====== EXCERPT
Pelosi: No Person Has Done More Than Dr. Norman Borlaug to Liberate the World From Hunger 07/17/2007
Washington, D.C. – Speaker Nancy Pelosi awarded Dr. Norman Borlaug the Congressional Gold Medal this morning in the Capitol Rotunda. Below are her remarks as prepared:
“It is a distinct privilege to join the President of the United States, House and Senate Leadership, and our esteemed Iowa Congressional delegation to honor Dr. Norman Borlaug today.
“In 1963, President John F. Kennedy said: ‘The war against hunger is truly mankind’s war of liberation.’
“That same year, Dr. Norman Borlaug was giving bread to a hungry world, saving millions of lives in countries such as Mexico, India, and Afghanistan.
“No person, before or since, has done more to answer the call to help liberate the world from hunger. As such, Dr. Borlaug is one of the greatest liberators the world has ever known.
============
====== SUPPLIED ENTRIES
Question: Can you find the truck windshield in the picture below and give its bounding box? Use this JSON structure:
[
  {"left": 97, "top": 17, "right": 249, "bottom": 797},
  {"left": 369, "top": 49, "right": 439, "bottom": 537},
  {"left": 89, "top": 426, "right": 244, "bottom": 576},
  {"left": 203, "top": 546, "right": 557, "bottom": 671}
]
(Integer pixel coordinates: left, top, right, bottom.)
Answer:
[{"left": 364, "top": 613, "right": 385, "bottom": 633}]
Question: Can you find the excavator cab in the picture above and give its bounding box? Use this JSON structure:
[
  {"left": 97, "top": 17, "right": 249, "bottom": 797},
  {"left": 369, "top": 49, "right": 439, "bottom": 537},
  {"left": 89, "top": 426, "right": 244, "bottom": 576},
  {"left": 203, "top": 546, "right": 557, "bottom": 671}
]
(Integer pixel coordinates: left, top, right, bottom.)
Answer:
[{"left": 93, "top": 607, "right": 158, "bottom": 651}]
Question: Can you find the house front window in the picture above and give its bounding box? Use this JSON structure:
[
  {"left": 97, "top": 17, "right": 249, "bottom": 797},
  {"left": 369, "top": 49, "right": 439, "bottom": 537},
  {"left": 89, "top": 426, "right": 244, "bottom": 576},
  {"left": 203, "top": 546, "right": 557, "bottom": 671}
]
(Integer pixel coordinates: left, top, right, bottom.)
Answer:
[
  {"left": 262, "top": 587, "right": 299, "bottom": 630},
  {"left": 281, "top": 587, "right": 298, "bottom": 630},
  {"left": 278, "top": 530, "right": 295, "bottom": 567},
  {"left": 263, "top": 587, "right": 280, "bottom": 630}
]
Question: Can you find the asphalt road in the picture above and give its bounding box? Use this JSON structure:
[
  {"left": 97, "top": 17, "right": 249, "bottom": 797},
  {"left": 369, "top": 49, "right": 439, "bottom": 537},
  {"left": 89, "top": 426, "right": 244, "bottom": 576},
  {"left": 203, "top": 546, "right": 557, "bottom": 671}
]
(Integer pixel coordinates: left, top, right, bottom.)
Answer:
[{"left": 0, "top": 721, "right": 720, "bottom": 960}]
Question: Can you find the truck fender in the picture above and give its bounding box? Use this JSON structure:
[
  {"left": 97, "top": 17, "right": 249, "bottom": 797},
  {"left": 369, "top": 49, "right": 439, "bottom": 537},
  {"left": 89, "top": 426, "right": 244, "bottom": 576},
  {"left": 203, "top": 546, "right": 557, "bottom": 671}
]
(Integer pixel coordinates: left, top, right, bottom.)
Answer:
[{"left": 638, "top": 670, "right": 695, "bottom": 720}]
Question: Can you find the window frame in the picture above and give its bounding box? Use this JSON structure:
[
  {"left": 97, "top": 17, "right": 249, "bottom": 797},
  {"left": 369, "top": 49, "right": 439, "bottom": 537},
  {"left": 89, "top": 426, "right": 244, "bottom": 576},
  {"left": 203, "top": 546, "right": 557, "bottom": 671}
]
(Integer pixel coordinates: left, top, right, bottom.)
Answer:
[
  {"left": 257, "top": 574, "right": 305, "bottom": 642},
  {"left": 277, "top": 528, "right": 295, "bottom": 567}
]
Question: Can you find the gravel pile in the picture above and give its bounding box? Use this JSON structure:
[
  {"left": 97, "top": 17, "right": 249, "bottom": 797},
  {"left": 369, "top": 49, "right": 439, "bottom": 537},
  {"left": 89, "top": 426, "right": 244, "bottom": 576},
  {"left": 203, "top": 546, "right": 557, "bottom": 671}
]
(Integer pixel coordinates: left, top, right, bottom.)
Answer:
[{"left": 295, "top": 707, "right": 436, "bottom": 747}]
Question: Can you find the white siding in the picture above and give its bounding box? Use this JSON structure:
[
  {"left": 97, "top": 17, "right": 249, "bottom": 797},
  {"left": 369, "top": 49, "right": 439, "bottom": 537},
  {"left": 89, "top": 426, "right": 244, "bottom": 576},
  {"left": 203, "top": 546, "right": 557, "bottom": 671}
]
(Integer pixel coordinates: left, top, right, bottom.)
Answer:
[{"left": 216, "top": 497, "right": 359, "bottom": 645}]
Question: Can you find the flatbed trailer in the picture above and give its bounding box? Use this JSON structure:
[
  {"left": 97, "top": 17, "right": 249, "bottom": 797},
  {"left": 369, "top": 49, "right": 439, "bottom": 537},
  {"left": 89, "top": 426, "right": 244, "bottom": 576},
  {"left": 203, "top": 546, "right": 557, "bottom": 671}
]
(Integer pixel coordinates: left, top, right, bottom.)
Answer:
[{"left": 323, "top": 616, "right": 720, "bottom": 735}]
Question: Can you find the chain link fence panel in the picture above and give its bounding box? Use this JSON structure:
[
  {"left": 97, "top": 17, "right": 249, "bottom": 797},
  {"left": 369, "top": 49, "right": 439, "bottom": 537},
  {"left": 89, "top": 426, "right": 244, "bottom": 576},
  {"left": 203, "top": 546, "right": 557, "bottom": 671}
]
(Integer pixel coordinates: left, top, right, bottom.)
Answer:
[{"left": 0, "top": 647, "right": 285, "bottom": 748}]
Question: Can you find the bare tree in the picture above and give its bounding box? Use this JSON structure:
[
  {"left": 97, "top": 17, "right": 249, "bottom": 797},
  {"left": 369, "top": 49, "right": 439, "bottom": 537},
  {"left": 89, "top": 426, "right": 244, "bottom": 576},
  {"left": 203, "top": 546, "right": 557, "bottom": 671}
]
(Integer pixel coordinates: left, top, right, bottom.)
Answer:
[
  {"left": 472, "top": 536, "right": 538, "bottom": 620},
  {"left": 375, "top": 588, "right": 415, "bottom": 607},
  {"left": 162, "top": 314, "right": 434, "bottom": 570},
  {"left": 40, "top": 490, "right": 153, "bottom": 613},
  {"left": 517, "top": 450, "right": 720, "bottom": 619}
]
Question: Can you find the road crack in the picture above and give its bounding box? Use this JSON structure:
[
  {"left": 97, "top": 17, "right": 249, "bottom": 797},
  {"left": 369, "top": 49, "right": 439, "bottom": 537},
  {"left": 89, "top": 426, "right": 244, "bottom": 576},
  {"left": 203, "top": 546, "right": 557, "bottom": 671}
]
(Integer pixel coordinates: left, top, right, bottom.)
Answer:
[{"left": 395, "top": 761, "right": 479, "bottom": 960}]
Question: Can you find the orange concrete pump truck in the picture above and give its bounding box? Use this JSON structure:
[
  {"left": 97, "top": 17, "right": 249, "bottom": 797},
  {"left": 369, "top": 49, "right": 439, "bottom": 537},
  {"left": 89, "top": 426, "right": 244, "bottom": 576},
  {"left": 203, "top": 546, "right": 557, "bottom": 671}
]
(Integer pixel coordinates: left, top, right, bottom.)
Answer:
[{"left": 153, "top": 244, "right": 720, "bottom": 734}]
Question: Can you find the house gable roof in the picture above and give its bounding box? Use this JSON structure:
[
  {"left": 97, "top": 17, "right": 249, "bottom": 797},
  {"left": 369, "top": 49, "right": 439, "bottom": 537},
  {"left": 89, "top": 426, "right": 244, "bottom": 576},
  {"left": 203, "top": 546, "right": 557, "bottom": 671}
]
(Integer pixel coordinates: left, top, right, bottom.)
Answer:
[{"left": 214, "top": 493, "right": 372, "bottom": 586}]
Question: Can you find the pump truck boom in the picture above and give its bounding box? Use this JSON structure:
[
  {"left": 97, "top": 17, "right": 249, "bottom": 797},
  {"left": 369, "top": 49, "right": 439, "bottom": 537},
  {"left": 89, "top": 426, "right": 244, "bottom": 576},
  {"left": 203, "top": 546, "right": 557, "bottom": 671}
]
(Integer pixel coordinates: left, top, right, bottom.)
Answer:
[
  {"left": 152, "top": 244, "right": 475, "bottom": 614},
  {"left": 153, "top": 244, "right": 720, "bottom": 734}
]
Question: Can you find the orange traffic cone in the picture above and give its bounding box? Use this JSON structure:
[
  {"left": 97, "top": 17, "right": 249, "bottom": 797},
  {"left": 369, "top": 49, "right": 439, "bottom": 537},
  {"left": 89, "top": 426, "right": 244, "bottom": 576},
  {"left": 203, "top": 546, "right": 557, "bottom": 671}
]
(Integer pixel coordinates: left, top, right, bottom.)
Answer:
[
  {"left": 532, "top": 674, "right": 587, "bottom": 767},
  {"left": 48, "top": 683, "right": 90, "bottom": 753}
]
============
### WHAT IS BEING ASKED
Write out the statement on Dr. Norman Borlaug word for word, from its headline to its final sentence. The items are separate material and have no connection to the text.

### ANSWER TO THIS EXERCISE
Pelosi: No Person Has Done More Than Dr. Norman Borlaug to Liberate the World From Hunger 07/17/2007
Washington, D.C. – Speaker Nancy Pelosi awarded Dr. Norman Borlaug the Congressional Gold Medal this morning in the Capitol Rotunda. Below are her remarks as prepared:
“It is a distinct privilege to join the President of the United States, House and Senate Leadership, and our esteemed Iowa Congressional delegation to honor Dr. Norman Borlaug today.
“In 1963, President John F. Kennedy said: ‘The war against hunger is truly mankind’s war of liberation.’
“That same year, Dr. Norman Borlaug was giving bread to a hungry world, saving millions of lives in countries such as Mexico, India, and Afghanistan.
“No person, before or since, has done more to answer the call to help liberate the world from hunger. As such, Dr. Borlaug is one of the greatest liberators the world has ever known.